Reading text ->
= = = = =

An Arizona resident is suing Theranos for blood testing services that the company offered. The lawsuit, filed in U.S District Court for the Northern District of California by the The plaintiff, M.P.B, bought the said test at a Walgreen’s store in Tempe last December. He says that if he had this knowledge about the Edison testing machines, he would not have bought the test.
Theranos, a California start-up offering cheaper blood testing services for STIs, high cholesterol levels, and celiac diseases is being sued for allegedly producing results that were later voided or corrected. This followed a report that was released by Theranos saying that they had voided or corrected some of the results from their Edison machines and those from other vendors between 2014 and 2015. The company also notified doctors and patients that it had voided some results.
The Wall Street Journal first ran the story on test results correction and voiding. This release was followed by a statement from Theranos saying they had taken “comprehensive corrective measures” to tackle issues raised by the Centers for Medicare and Medicaid Services.
The lawsuit states that “As a result, tens of thousands of patients may have been given incorrect blood-test results, been subject to unnecessary or potentially harmful treatments, and been denied the opportunity to seek treatment for a treatable condition,” Theranos are not taking this lightly. The company’s spokeswoman, Brooke Buchanan said that the allegations lack merit and that Theranos will “vigorously defend itself against these claims.”
Theranos has several testing centers in Metro Phoenix, in 40 Walgreen stores. The company lobbied for House Bill 2645, which allows consumers to access lab tests without a physician’s order. When signing the bill in April 2015 at a Theranos location in Scottsdale, Gov. Doug Ducey said it “expands freedoms for people across the state to get the lab tests they need.”
A study that appeared in the Journal of Clinical Investigation found that Theranos lab results were more likely to fall out of ranges when compared with two other laboratories.

= = = = =

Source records
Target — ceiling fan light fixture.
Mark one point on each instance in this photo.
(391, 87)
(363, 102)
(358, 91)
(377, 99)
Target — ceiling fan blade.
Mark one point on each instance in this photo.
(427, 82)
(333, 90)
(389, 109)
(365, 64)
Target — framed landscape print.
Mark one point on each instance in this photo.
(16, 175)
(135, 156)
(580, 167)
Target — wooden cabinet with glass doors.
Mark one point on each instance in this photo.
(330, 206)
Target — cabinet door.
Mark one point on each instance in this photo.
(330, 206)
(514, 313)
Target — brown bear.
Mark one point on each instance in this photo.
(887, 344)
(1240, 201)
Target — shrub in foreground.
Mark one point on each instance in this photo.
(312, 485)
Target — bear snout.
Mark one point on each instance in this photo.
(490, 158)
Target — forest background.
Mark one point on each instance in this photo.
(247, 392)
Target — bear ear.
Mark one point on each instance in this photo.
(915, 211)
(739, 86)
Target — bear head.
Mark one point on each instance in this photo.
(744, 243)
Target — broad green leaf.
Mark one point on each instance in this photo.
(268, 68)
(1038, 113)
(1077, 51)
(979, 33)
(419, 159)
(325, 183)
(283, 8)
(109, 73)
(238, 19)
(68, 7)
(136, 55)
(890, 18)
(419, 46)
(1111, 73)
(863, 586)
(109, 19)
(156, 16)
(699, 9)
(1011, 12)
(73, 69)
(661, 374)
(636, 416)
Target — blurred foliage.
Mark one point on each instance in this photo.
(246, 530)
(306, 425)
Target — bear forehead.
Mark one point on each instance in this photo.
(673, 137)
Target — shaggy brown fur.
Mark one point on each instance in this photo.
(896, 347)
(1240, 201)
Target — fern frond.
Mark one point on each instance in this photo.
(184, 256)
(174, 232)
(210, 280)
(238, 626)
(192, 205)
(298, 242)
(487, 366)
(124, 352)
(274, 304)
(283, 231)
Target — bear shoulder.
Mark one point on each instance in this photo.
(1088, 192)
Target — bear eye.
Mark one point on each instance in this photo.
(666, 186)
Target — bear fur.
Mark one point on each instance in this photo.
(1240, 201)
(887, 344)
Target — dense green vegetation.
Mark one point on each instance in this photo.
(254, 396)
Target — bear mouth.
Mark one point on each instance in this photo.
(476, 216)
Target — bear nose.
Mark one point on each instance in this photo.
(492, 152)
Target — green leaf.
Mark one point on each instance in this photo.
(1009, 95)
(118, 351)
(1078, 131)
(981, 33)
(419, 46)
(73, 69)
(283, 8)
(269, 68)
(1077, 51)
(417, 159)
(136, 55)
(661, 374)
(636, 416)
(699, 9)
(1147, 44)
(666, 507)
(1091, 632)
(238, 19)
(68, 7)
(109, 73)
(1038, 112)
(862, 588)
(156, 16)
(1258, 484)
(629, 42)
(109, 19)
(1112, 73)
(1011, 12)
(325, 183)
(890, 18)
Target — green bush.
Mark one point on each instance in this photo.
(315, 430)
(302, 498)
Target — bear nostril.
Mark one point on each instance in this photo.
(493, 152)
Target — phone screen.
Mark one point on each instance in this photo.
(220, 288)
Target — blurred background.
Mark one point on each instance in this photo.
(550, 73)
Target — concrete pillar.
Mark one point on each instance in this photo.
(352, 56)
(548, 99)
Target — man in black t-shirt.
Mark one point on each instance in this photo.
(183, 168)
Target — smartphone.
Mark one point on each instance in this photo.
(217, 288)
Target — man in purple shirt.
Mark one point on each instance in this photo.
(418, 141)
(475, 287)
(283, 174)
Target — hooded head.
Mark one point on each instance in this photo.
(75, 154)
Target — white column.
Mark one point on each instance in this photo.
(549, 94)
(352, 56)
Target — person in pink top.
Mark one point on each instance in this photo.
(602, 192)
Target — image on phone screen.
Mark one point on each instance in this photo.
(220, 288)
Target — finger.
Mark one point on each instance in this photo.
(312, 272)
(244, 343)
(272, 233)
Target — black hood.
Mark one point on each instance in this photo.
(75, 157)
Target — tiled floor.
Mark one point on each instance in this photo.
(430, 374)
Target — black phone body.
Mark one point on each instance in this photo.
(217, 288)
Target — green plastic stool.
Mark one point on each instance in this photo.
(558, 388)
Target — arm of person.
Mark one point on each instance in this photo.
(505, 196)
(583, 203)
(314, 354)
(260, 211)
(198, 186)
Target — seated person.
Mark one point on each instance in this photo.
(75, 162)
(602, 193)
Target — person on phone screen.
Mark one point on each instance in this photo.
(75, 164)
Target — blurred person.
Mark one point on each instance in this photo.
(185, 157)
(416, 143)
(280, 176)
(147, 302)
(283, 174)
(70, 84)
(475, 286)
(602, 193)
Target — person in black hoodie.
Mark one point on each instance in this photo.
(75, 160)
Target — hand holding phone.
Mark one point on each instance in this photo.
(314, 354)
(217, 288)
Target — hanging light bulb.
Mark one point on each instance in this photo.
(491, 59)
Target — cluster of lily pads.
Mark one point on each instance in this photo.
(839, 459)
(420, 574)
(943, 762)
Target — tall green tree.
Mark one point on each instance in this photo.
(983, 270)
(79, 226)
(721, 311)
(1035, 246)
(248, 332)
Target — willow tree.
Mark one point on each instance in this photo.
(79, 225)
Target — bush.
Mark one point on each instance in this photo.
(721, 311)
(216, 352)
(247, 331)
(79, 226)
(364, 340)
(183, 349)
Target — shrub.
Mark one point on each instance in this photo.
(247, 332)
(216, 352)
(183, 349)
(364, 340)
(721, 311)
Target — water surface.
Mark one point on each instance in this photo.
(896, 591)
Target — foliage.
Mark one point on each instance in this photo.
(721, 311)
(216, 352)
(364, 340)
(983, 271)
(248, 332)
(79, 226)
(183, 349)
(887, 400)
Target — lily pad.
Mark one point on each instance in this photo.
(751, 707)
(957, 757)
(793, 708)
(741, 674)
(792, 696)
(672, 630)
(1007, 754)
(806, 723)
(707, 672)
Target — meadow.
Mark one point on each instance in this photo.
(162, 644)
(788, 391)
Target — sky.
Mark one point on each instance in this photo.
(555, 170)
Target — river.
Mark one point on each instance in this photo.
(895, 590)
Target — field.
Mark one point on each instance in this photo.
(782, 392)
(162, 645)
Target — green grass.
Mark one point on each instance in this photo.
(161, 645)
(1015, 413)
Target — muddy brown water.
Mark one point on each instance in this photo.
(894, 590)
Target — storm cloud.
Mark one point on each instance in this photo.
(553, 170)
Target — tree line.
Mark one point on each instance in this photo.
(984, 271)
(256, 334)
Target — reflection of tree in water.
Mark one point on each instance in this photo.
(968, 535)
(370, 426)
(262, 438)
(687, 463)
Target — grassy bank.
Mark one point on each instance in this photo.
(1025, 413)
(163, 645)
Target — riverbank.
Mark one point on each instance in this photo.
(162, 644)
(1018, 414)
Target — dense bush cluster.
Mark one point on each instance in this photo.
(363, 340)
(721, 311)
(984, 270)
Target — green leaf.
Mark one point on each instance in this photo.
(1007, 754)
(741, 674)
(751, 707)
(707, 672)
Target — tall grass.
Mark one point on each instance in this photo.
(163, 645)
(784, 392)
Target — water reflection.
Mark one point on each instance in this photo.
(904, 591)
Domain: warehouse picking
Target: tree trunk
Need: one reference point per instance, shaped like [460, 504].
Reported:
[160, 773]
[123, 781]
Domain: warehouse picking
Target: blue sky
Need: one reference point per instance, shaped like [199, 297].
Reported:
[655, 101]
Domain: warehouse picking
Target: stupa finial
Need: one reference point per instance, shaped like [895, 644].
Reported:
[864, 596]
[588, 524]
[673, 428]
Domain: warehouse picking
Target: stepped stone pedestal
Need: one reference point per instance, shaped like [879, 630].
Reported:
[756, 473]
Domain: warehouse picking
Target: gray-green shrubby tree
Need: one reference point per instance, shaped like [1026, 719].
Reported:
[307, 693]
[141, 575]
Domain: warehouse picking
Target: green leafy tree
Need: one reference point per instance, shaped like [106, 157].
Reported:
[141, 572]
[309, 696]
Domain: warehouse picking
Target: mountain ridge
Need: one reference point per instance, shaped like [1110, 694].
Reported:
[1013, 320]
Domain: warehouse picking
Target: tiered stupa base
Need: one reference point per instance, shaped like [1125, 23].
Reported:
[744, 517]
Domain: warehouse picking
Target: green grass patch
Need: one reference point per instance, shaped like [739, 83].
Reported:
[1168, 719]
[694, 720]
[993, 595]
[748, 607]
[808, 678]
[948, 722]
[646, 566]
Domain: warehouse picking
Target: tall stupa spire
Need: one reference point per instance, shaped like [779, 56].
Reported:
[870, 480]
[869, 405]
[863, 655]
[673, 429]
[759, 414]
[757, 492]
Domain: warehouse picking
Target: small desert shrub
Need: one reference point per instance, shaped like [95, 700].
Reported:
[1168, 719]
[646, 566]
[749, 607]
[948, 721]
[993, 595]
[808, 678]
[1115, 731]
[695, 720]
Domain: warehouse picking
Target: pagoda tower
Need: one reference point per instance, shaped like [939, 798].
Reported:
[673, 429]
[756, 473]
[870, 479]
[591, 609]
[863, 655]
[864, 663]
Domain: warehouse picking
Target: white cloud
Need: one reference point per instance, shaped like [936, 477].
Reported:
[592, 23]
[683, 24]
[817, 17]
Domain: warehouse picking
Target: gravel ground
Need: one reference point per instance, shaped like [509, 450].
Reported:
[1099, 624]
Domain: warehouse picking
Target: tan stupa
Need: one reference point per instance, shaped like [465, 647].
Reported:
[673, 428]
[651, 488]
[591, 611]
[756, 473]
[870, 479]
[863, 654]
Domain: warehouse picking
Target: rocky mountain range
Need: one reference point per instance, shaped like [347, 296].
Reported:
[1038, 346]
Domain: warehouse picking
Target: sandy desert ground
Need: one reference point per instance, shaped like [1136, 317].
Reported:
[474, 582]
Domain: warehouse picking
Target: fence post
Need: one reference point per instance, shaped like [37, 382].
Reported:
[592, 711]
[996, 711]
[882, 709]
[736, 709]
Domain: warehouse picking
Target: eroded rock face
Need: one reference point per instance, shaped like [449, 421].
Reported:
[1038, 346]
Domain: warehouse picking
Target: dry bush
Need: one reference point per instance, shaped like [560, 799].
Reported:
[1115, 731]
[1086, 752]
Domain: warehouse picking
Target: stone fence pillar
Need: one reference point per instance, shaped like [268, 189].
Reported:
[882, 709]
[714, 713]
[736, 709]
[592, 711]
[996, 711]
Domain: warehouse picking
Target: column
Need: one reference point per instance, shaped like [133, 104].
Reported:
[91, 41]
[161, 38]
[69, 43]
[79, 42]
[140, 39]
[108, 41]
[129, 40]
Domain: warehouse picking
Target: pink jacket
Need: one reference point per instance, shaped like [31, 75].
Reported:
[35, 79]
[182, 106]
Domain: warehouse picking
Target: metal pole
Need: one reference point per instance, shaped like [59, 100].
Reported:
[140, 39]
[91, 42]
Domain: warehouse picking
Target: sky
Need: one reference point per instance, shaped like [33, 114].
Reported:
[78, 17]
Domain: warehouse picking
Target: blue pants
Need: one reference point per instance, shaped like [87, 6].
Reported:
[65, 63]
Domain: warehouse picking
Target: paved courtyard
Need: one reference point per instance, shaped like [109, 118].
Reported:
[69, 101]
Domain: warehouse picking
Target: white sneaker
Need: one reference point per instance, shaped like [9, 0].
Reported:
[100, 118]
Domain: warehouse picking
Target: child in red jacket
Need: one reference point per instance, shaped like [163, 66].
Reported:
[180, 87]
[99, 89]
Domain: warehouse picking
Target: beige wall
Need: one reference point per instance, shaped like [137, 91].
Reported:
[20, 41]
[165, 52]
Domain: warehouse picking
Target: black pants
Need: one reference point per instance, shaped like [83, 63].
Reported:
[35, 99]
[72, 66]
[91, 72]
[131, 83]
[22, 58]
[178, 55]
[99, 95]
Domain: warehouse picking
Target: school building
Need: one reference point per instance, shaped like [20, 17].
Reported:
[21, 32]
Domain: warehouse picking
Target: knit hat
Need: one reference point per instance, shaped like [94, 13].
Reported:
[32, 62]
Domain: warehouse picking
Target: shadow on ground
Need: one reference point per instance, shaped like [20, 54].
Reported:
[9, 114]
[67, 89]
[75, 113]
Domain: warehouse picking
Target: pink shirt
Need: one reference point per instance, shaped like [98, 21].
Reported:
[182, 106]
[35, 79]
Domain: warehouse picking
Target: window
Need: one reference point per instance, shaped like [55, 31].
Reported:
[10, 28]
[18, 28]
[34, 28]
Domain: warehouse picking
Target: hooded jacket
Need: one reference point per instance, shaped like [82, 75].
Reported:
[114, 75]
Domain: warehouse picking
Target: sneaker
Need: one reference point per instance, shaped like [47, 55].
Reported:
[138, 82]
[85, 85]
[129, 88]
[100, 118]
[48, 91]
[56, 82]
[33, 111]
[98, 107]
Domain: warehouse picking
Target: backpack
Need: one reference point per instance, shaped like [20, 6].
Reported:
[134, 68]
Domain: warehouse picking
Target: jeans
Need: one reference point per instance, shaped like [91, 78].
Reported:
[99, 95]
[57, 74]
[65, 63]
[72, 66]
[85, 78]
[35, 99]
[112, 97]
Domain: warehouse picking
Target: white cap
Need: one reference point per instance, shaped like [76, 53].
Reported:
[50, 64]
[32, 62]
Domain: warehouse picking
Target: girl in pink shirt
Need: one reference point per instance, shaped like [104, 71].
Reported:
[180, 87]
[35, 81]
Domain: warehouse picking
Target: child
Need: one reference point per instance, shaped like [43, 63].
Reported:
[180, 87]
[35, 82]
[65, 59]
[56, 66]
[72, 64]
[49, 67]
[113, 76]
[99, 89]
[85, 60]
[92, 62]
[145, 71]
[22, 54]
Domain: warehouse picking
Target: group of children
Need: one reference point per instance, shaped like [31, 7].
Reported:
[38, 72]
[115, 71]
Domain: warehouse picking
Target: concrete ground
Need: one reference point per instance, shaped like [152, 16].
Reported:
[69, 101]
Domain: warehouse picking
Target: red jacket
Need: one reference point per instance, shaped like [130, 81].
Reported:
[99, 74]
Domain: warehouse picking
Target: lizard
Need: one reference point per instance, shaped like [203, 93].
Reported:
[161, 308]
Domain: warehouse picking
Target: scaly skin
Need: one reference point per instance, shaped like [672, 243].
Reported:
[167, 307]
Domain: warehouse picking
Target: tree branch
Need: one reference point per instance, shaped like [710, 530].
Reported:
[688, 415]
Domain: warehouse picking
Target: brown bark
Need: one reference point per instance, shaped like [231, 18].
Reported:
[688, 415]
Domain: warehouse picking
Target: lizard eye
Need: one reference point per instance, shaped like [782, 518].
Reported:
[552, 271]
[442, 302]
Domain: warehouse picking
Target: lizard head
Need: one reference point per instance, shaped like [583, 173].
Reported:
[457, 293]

= = = = =

Using the information ->
• a. According to the Theranos lawsuit article, in how many Walgreen stores does Theranos have testing centers in Metro Phoenix?
• b. Output the passage of the Theranos article between "Theranos, a California" and "and Medicaid Services.", inclusive.

List of solutions ->
• a. 40 Walgreen stores.

• b.
Theranos, a California start-up offering cheaper blood testing services for STIs, high cholesterol levels, and celiac diseases is being sued for allegedly producing results that were later voided or corrected. This followed a report that was released by Theranos saying that they had voided or corrected some of the results from their Edison machines and those from other vendors between 2014 and 2015. The company also notified doctors and patients that it had voided some results.
The Wall Street Journal first ran the story on test results correction and voiding. This release was followed by a statement from Theranos saying they had taken “comprehensive corrective measures” to tackle issues raised by the Centers for Medicare and Medicaid Services.